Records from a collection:
··········

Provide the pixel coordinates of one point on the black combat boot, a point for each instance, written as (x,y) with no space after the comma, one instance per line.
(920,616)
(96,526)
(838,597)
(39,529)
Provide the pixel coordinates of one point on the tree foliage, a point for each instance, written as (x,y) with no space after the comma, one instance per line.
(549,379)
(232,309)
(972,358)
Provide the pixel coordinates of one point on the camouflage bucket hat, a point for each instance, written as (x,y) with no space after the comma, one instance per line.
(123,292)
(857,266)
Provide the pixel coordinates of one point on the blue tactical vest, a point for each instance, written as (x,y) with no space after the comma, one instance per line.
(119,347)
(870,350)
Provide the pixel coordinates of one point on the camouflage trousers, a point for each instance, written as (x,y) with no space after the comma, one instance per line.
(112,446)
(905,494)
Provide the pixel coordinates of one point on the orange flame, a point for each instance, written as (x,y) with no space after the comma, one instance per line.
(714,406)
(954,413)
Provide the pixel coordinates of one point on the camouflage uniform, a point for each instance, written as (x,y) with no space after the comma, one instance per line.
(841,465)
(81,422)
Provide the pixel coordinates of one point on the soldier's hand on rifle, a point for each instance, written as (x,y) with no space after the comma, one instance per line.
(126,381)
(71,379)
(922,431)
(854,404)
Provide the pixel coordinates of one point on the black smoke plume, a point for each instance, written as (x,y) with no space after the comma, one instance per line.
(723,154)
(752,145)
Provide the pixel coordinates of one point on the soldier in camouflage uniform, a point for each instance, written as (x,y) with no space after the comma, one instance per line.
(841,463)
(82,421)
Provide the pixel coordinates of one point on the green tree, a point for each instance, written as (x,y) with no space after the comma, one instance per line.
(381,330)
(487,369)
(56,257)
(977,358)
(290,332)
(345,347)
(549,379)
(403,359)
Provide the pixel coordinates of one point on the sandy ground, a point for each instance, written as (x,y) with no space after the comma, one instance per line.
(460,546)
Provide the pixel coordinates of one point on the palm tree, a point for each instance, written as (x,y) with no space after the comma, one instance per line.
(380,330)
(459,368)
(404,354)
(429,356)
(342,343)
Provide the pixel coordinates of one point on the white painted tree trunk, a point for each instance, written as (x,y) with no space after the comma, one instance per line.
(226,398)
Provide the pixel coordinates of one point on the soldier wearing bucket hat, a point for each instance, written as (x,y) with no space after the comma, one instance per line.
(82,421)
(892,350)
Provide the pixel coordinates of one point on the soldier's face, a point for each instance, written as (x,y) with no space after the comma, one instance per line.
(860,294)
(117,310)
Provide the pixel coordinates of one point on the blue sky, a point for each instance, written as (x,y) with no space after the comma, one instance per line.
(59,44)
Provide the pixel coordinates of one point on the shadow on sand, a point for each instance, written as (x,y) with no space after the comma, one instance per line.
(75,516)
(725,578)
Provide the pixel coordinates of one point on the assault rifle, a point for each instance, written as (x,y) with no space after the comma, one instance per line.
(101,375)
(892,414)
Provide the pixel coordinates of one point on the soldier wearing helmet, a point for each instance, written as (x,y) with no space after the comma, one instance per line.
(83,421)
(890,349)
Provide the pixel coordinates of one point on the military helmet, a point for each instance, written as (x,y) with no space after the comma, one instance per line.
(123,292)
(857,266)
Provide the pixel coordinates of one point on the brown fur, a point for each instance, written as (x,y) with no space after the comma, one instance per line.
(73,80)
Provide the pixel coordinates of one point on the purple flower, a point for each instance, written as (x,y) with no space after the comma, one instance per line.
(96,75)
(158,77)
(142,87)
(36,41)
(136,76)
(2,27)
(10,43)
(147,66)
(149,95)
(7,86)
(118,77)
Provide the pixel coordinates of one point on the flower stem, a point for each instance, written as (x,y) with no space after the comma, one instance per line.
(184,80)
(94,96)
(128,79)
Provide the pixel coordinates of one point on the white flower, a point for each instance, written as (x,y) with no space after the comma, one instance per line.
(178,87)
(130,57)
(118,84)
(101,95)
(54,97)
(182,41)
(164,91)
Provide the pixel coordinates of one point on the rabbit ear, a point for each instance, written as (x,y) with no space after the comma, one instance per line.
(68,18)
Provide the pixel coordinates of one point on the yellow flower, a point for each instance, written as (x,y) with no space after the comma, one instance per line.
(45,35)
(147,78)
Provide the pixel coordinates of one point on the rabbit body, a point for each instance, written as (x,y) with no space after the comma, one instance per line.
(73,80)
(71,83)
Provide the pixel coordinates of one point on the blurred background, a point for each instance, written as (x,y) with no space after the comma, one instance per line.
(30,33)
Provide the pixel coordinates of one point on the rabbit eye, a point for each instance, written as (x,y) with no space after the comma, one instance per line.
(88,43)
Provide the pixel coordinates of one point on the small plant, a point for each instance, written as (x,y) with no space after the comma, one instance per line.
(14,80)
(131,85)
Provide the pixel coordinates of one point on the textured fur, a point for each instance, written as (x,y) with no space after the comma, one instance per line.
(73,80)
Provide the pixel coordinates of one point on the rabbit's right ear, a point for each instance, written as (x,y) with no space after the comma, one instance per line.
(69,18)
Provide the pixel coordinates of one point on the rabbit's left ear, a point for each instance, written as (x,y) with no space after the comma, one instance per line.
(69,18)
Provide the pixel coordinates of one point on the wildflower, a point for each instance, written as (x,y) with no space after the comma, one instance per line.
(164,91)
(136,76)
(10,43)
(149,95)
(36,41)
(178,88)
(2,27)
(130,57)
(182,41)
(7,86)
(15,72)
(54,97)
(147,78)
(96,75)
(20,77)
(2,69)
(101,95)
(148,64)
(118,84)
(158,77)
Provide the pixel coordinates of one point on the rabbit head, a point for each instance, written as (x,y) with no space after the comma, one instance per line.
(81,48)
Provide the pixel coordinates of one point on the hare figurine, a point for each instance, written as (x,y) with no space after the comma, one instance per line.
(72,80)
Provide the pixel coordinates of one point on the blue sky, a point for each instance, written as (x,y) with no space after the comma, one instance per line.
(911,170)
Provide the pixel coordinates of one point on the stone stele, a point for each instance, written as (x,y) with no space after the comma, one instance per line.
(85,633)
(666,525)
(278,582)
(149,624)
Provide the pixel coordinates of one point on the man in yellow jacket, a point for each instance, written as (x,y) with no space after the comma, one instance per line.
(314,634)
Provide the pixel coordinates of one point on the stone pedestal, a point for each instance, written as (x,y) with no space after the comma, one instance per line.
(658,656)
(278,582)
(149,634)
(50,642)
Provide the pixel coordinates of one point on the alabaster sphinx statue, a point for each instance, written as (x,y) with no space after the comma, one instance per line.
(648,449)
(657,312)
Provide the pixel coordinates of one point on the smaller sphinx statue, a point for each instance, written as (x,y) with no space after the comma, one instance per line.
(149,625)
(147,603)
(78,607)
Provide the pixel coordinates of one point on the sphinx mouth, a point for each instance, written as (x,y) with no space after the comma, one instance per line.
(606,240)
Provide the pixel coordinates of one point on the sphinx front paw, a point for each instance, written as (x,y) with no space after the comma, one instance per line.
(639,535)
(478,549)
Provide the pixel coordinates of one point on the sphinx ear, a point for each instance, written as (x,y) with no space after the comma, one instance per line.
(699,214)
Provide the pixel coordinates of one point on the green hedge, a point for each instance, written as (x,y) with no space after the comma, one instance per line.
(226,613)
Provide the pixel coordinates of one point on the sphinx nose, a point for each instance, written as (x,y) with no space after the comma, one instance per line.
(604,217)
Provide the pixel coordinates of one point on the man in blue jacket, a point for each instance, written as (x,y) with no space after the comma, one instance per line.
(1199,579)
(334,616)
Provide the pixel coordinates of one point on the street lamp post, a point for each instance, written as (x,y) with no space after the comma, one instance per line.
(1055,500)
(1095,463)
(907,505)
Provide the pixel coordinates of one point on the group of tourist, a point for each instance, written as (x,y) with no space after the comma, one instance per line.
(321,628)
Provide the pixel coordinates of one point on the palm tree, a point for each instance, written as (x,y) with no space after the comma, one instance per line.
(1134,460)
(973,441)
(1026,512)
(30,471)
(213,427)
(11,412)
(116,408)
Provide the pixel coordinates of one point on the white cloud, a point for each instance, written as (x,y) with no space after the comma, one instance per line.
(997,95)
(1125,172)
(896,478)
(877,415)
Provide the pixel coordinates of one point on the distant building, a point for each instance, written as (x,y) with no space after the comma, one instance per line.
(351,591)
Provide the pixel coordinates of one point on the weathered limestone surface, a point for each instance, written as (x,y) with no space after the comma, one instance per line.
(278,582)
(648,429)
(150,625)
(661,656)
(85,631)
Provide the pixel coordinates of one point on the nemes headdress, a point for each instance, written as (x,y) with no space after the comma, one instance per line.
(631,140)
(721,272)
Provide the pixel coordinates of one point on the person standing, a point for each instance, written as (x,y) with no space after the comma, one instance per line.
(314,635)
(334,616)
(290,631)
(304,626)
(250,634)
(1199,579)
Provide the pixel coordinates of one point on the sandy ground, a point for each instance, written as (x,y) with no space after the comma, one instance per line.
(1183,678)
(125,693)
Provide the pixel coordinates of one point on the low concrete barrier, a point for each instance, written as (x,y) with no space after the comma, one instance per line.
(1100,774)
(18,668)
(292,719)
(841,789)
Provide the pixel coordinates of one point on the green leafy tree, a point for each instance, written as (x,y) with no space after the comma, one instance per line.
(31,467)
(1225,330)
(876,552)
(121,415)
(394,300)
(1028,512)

··········

Task brief:
Repeat exactly the lines from the line containing "white cloud, a" through the last line of the records above, including both, and nothing else.

Exercise answer:
Provide the pixel coordinates of one point on the white cloud, a point for each instance, written as (x,y) with no space after the comma, one instance per line.
(997,95)
(1125,172)
(896,478)
(877,415)
Provide the pixel coordinates of one point on the distant building, a point for each instance, written as (x,y) with no space after the comma, one instance per line.
(351,591)
Provide the pixel coordinates of one point on the weathered limestone surface, a point for each instance, written as (x,y) with no space after the comma, one instance per line.
(278,582)
(648,429)
(150,625)
(661,656)
(85,631)
Provide the pixel coordinates of one point on the nemes headdress, a point for each instance, written as (x,y) with no space after the comma, one instance per line.
(631,140)
(721,272)
Provide the pixel coordinates of one point on the person standing, a point for each instance, written as (x,y) with no space after the comma, one instance per line.
(314,635)
(334,616)
(290,631)
(304,626)
(250,634)
(1199,579)
Provide the pixel coordinates of one point on the sandy ground, a point for each instance, written as (x,y) with no space after the comma, one instance per line.
(1183,678)
(125,693)
Provide the pixel coordinates of one point on the low concrete barrier, a point for each instance, written as (x,y) with no space after the comma, one instance per line.
(1100,774)
(18,668)
(292,719)
(841,789)
Provide the pixel coordinates of one point on the green leafy tree, a point for each instance, written as (x,y) with no space after the comma, one instance per line.
(31,467)
(1225,330)
(876,552)
(121,415)
(394,300)
(1028,512)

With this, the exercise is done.